[Start of Task data]

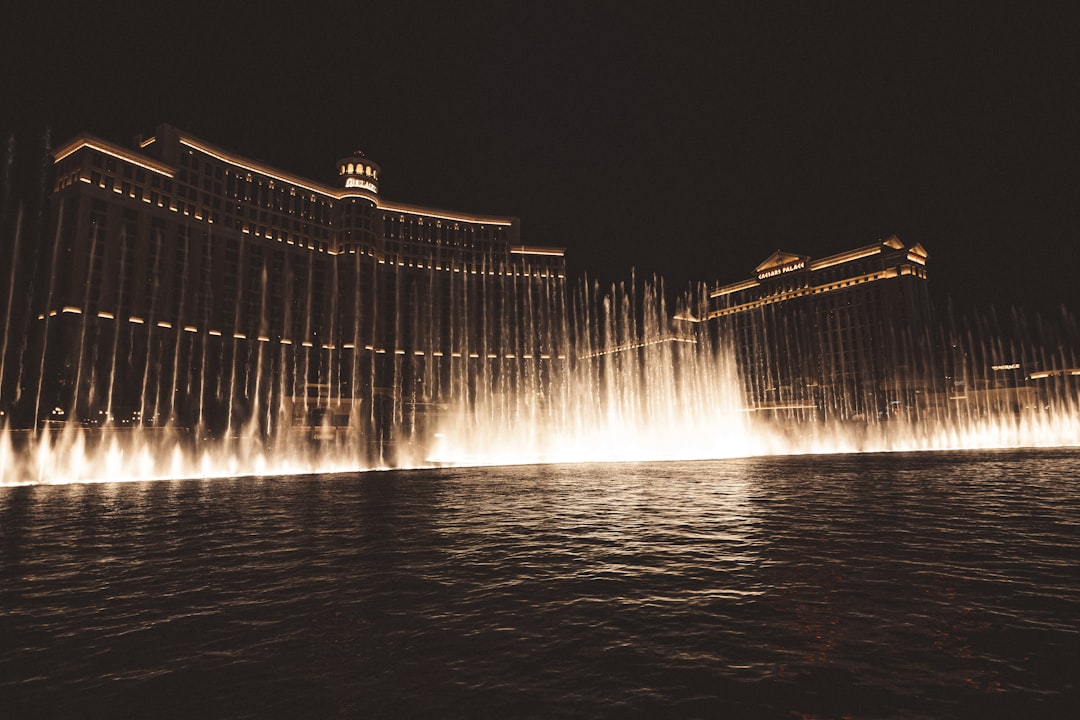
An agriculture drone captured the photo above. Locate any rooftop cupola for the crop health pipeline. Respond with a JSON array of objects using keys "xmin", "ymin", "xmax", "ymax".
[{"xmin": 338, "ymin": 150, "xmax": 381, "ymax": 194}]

[End of Task data]
[Start of Task data]

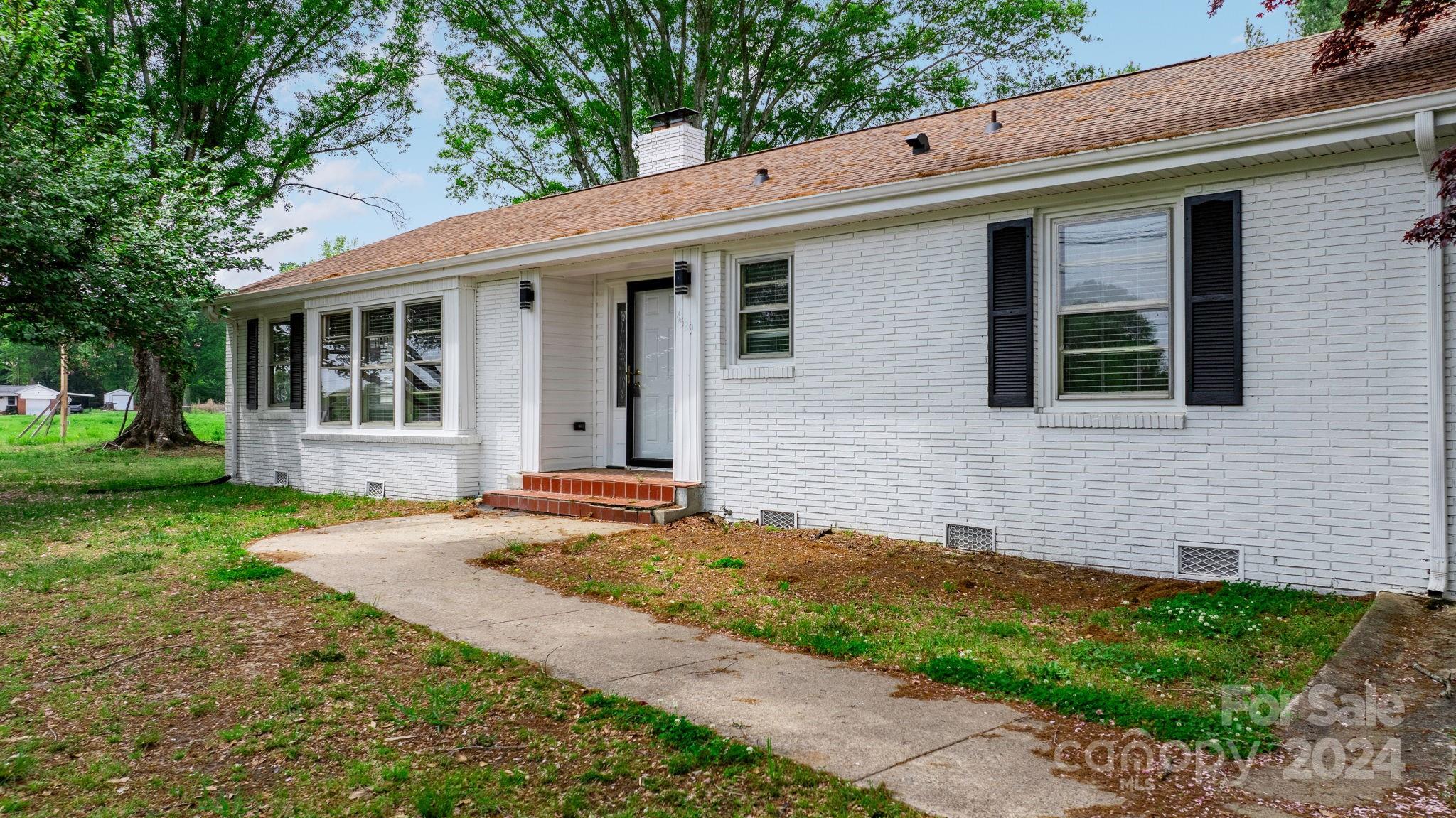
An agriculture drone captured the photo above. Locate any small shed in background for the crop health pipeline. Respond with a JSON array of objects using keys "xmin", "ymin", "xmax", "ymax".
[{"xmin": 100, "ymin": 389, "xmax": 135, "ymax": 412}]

[End of Task data]
[Start of Task data]

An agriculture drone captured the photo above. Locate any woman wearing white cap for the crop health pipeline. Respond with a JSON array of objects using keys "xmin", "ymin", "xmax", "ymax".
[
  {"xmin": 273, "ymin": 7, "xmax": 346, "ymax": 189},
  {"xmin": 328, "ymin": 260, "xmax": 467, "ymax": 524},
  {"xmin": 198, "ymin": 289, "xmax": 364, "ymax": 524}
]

[End of Task data]

What you will do:
Return each line of the material above that contains the word "agriculture". Case counts.

Output for this task:
An agriculture drone captured the photo above. Locate any rooftop cupola for the crop health pipeline. Respond with a JSON array of objects using keys "xmin", "ymin", "xmax", "ymax".
An agriculture drone captured the photo above. Locate any small shed in background for the crop health pipeline. Respond with a JSON array of objects using keys "xmin", "ymin", "xmax", "ymax".
An agriculture drone captured the photo above. Locate any woman wearing white cap for the crop health pipeline. Respond with a JSON array of objects using keys "xmin", "ymin", "xmax", "ymax".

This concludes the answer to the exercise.